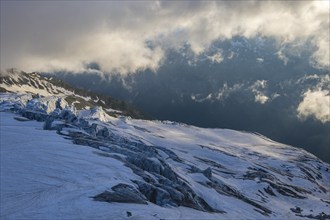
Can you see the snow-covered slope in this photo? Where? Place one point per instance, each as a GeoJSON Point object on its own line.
{"type": "Point", "coordinates": [16, 81]}
{"type": "Point", "coordinates": [75, 164]}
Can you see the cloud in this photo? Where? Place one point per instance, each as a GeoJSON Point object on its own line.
{"type": "Point", "coordinates": [316, 104]}
{"type": "Point", "coordinates": [316, 101]}
{"type": "Point", "coordinates": [65, 35]}
{"type": "Point", "coordinates": [258, 90]}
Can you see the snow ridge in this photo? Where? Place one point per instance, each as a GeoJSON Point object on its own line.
{"type": "Point", "coordinates": [215, 173]}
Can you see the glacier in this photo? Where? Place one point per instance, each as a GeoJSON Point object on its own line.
{"type": "Point", "coordinates": [60, 162]}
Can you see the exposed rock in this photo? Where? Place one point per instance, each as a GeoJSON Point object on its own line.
{"type": "Point", "coordinates": [122, 193]}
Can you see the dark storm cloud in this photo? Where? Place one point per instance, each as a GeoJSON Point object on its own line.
{"type": "Point", "coordinates": [66, 35]}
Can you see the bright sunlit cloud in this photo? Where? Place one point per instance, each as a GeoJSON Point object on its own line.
{"type": "Point", "coordinates": [50, 35]}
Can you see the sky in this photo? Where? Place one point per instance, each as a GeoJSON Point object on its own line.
{"type": "Point", "coordinates": [127, 36]}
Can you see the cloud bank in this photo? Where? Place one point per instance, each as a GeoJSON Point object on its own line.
{"type": "Point", "coordinates": [316, 101]}
{"type": "Point", "coordinates": [128, 36]}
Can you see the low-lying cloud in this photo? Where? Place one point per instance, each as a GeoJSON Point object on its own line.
{"type": "Point", "coordinates": [125, 36]}
{"type": "Point", "coordinates": [316, 101]}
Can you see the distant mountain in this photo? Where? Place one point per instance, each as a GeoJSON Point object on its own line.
{"type": "Point", "coordinates": [17, 81]}
{"type": "Point", "coordinates": [86, 161]}
{"type": "Point", "coordinates": [244, 84]}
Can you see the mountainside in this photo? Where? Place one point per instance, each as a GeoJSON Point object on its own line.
{"type": "Point", "coordinates": [90, 161]}
{"type": "Point", "coordinates": [251, 84]}
{"type": "Point", "coordinates": [17, 81]}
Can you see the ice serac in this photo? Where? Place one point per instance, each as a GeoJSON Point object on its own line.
{"type": "Point", "coordinates": [149, 169]}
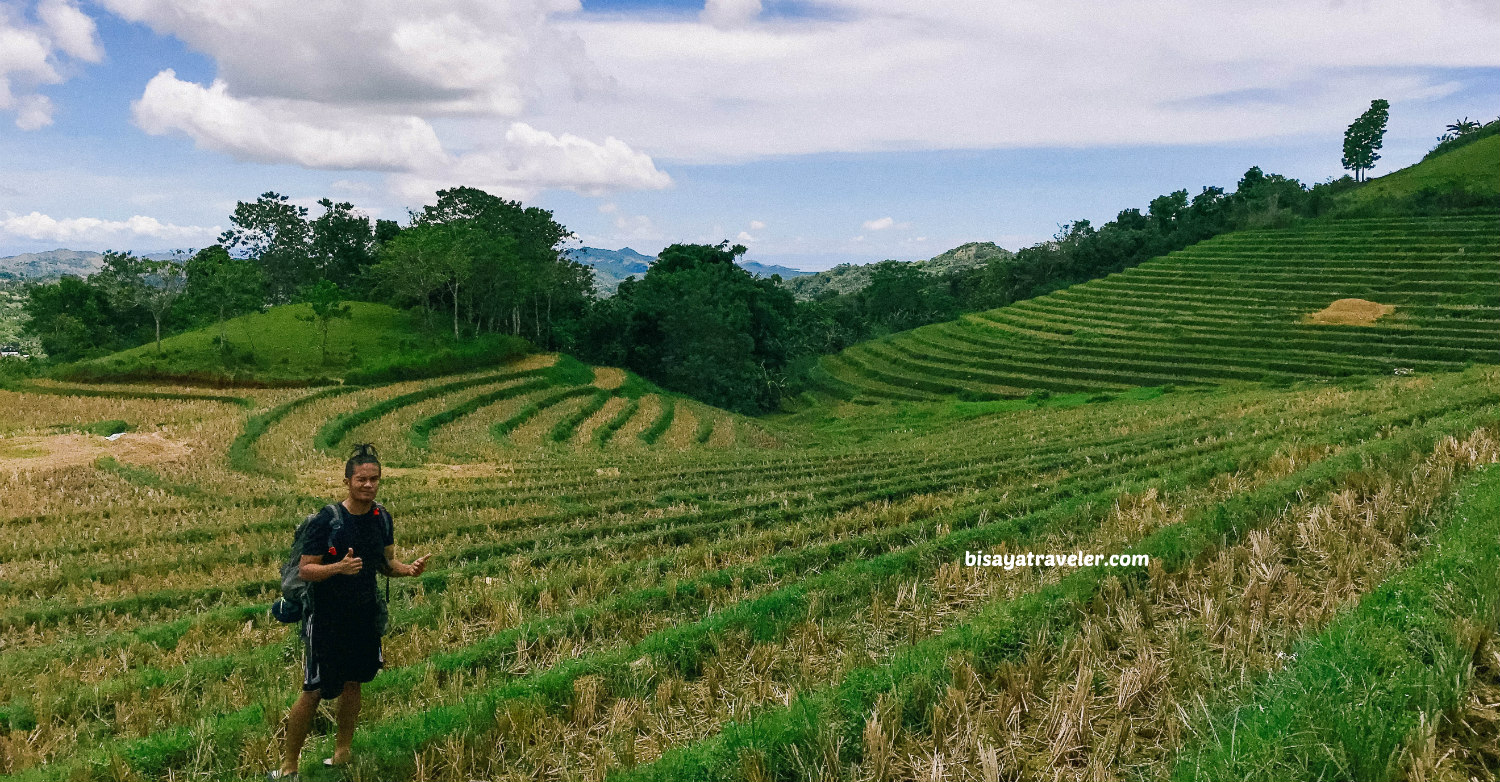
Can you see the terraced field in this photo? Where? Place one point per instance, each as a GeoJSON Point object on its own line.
{"type": "Point", "coordinates": [626, 584]}
{"type": "Point", "coordinates": [1235, 308]}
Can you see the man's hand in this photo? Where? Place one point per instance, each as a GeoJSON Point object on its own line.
{"type": "Point", "coordinates": [350, 563]}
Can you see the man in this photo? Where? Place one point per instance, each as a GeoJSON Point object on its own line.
{"type": "Point", "coordinates": [342, 634]}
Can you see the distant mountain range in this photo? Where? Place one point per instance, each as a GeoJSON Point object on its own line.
{"type": "Point", "coordinates": [849, 278]}
{"type": "Point", "coordinates": [611, 266]}
{"type": "Point", "coordinates": [56, 263]}
{"type": "Point", "coordinates": [53, 263]}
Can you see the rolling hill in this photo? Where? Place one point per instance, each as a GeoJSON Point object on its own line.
{"type": "Point", "coordinates": [849, 278]}
{"type": "Point", "coordinates": [1235, 308]}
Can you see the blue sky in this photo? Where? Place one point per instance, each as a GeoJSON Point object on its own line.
{"type": "Point", "coordinates": [813, 132]}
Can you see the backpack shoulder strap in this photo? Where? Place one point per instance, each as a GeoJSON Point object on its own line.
{"type": "Point", "coordinates": [384, 515]}
{"type": "Point", "coordinates": [336, 523]}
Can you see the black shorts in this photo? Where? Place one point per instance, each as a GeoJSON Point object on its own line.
{"type": "Point", "coordinates": [336, 655]}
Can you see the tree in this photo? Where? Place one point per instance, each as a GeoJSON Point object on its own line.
{"type": "Point", "coordinates": [275, 234]}
{"type": "Point", "coordinates": [522, 281]}
{"type": "Point", "coordinates": [1364, 137]}
{"type": "Point", "coordinates": [224, 285]}
{"type": "Point", "coordinates": [71, 318]}
{"type": "Point", "coordinates": [425, 260]}
{"type": "Point", "coordinates": [342, 243]}
{"type": "Point", "coordinates": [701, 324]}
{"type": "Point", "coordinates": [326, 300]}
{"type": "Point", "coordinates": [150, 285]}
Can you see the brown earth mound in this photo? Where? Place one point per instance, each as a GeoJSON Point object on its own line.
{"type": "Point", "coordinates": [53, 452]}
{"type": "Point", "coordinates": [1350, 312]}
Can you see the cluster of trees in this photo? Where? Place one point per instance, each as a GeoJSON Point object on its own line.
{"type": "Point", "coordinates": [696, 323]}
{"type": "Point", "coordinates": [492, 264]}
{"type": "Point", "coordinates": [1364, 137]}
{"type": "Point", "coordinates": [1463, 132]}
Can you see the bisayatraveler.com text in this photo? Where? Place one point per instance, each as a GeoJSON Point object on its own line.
{"type": "Point", "coordinates": [1031, 559]}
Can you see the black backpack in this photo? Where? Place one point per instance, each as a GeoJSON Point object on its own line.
{"type": "Point", "coordinates": [296, 601]}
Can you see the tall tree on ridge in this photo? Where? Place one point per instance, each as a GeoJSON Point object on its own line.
{"type": "Point", "coordinates": [273, 233]}
{"type": "Point", "coordinates": [1364, 137]}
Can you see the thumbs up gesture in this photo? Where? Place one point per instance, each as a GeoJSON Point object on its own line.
{"type": "Point", "coordinates": [350, 563]}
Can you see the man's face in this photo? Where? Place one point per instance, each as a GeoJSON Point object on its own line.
{"type": "Point", "coordinates": [365, 482]}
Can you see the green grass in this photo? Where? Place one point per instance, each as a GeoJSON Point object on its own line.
{"type": "Point", "coordinates": [1359, 692]}
{"type": "Point", "coordinates": [1473, 167]}
{"type": "Point", "coordinates": [278, 348]}
{"type": "Point", "coordinates": [1229, 309]}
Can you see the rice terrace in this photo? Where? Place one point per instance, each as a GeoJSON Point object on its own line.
{"type": "Point", "coordinates": [1205, 493]}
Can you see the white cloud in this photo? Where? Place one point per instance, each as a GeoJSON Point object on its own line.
{"type": "Point", "coordinates": [528, 159]}
{"type": "Point", "coordinates": [71, 29]}
{"type": "Point", "coordinates": [95, 233]}
{"type": "Point", "coordinates": [284, 131]}
{"type": "Point", "coordinates": [357, 84]}
{"type": "Point", "coordinates": [873, 75]}
{"type": "Point", "coordinates": [485, 57]}
{"type": "Point", "coordinates": [33, 56]}
{"type": "Point", "coordinates": [881, 224]}
{"type": "Point", "coordinates": [729, 12]}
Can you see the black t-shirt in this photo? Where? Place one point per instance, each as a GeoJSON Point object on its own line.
{"type": "Point", "coordinates": [368, 533]}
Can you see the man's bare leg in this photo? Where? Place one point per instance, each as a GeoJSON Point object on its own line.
{"type": "Point", "coordinates": [348, 715]}
{"type": "Point", "coordinates": [297, 725]}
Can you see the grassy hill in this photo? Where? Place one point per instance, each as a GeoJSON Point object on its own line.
{"type": "Point", "coordinates": [1236, 308]}
{"type": "Point", "coordinates": [1473, 167]}
{"type": "Point", "coordinates": [278, 347]}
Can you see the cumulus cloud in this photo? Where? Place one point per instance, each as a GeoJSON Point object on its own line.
{"type": "Point", "coordinates": [71, 30]}
{"type": "Point", "coordinates": [359, 84]}
{"type": "Point", "coordinates": [284, 131]}
{"type": "Point", "coordinates": [881, 224]}
{"type": "Point", "coordinates": [440, 56]}
{"type": "Point", "coordinates": [528, 159]}
{"type": "Point", "coordinates": [93, 231]}
{"type": "Point", "coordinates": [875, 75]}
{"type": "Point", "coordinates": [729, 12]}
{"type": "Point", "coordinates": [35, 54]}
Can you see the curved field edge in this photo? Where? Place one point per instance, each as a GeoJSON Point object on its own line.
{"type": "Point", "coordinates": [996, 634]}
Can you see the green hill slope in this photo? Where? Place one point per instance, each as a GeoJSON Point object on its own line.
{"type": "Point", "coordinates": [276, 347]}
{"type": "Point", "coordinates": [1473, 168]}
{"type": "Point", "coordinates": [1235, 308]}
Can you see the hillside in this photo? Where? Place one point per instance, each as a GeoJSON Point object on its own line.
{"type": "Point", "coordinates": [279, 347]}
{"type": "Point", "coordinates": [849, 278]}
{"type": "Point", "coordinates": [1241, 306]}
{"type": "Point", "coordinates": [1472, 167]}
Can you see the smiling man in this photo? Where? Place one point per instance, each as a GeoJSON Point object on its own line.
{"type": "Point", "coordinates": [342, 634]}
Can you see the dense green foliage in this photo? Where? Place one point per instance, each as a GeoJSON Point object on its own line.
{"type": "Point", "coordinates": [1364, 138]}
{"type": "Point", "coordinates": [699, 324]}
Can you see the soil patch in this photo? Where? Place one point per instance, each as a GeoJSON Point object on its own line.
{"type": "Point", "coordinates": [54, 452]}
{"type": "Point", "coordinates": [608, 377]}
{"type": "Point", "coordinates": [1350, 312]}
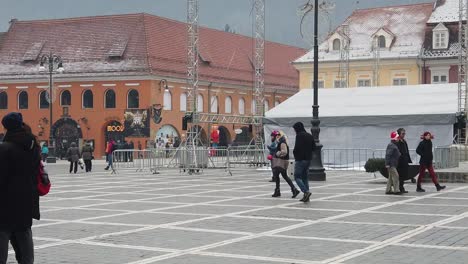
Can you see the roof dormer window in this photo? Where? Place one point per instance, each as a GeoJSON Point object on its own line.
{"type": "Point", "coordinates": [336, 44]}
{"type": "Point", "coordinates": [440, 37]}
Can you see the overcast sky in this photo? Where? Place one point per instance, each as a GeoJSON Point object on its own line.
{"type": "Point", "coordinates": [282, 16]}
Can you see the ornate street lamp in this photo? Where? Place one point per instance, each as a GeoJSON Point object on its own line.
{"type": "Point", "coordinates": [51, 63]}
{"type": "Point", "coordinates": [316, 170]}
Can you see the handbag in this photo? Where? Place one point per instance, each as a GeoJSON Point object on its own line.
{"type": "Point", "coordinates": [43, 181]}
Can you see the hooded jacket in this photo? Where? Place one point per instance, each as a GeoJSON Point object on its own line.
{"type": "Point", "coordinates": [19, 166]}
{"type": "Point", "coordinates": [305, 143]}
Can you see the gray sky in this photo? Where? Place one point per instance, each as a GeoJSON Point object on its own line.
{"type": "Point", "coordinates": [282, 18]}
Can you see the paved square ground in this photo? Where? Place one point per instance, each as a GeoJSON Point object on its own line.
{"type": "Point", "coordinates": [212, 218]}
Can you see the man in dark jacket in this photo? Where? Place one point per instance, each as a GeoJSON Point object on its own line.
{"type": "Point", "coordinates": [19, 200]}
{"type": "Point", "coordinates": [404, 159]}
{"type": "Point", "coordinates": [303, 148]}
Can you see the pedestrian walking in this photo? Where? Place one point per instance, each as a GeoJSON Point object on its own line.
{"type": "Point", "coordinates": [110, 147]}
{"type": "Point", "coordinates": [73, 155]}
{"type": "Point", "coordinates": [303, 149]}
{"type": "Point", "coordinates": [405, 159]}
{"type": "Point", "coordinates": [392, 155]}
{"type": "Point", "coordinates": [272, 149]}
{"type": "Point", "coordinates": [19, 199]}
{"type": "Point", "coordinates": [424, 149]}
{"type": "Point", "coordinates": [87, 155]}
{"type": "Point", "coordinates": [44, 152]}
{"type": "Point", "coordinates": [280, 164]}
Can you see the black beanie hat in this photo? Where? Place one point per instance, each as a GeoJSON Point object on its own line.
{"type": "Point", "coordinates": [298, 127]}
{"type": "Point", "coordinates": [12, 121]}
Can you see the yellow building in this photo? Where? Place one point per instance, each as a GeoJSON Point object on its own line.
{"type": "Point", "coordinates": [373, 47]}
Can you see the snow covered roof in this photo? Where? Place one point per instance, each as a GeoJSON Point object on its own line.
{"type": "Point", "coordinates": [446, 11]}
{"type": "Point", "coordinates": [356, 104]}
{"type": "Point", "coordinates": [140, 44]}
{"type": "Point", "coordinates": [407, 23]}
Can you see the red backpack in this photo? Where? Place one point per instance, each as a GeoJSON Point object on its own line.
{"type": "Point", "coordinates": [43, 182]}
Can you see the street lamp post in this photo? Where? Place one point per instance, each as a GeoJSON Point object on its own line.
{"type": "Point", "coordinates": [316, 170]}
{"type": "Point", "coordinates": [54, 64]}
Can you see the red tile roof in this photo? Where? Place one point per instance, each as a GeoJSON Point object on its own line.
{"type": "Point", "coordinates": [147, 43]}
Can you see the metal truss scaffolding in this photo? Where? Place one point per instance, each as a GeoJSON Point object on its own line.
{"type": "Point", "coordinates": [462, 74]}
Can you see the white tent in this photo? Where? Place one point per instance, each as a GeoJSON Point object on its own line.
{"type": "Point", "coordinates": [364, 117]}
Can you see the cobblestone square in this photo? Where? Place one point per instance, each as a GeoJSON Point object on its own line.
{"type": "Point", "coordinates": [211, 218]}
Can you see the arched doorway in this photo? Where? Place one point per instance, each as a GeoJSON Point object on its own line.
{"type": "Point", "coordinates": [203, 139]}
{"type": "Point", "coordinates": [167, 134]}
{"type": "Point", "coordinates": [65, 131]}
{"type": "Point", "coordinates": [114, 130]}
{"type": "Point", "coordinates": [244, 137]}
{"type": "Point", "coordinates": [224, 136]}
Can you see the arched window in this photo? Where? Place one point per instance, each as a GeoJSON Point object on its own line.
{"type": "Point", "coordinates": [253, 107]}
{"type": "Point", "coordinates": [88, 99]}
{"type": "Point", "coordinates": [336, 44]}
{"type": "Point", "coordinates": [3, 100]}
{"type": "Point", "coordinates": [228, 105]}
{"type": "Point", "coordinates": [241, 106]}
{"type": "Point", "coordinates": [43, 103]}
{"type": "Point", "coordinates": [133, 100]}
{"type": "Point", "coordinates": [65, 98]}
{"type": "Point", "coordinates": [167, 104]}
{"type": "Point", "coordinates": [23, 101]}
{"type": "Point", "coordinates": [200, 103]}
{"type": "Point", "coordinates": [183, 102]}
{"type": "Point", "coordinates": [110, 99]}
{"type": "Point", "coordinates": [382, 43]}
{"type": "Point", "coordinates": [214, 104]}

— GOAL —
Print the line containing "Can you see the arched window" and every line after it to the end of the records above, exactly as written, and nothing else.

— THE RESPONSE —
Can you see the arched window in this photo? Where? Place one point per instance, each as a GeoJSON Point object on its own line.
{"type": "Point", "coordinates": [253, 107]}
{"type": "Point", "coordinates": [88, 99]}
{"type": "Point", "coordinates": [336, 44]}
{"type": "Point", "coordinates": [3, 100]}
{"type": "Point", "coordinates": [228, 105]}
{"type": "Point", "coordinates": [241, 106]}
{"type": "Point", "coordinates": [43, 103]}
{"type": "Point", "coordinates": [133, 100]}
{"type": "Point", "coordinates": [65, 98]}
{"type": "Point", "coordinates": [167, 104]}
{"type": "Point", "coordinates": [23, 101]}
{"type": "Point", "coordinates": [200, 103]}
{"type": "Point", "coordinates": [183, 102]}
{"type": "Point", "coordinates": [110, 99]}
{"type": "Point", "coordinates": [382, 43]}
{"type": "Point", "coordinates": [214, 104]}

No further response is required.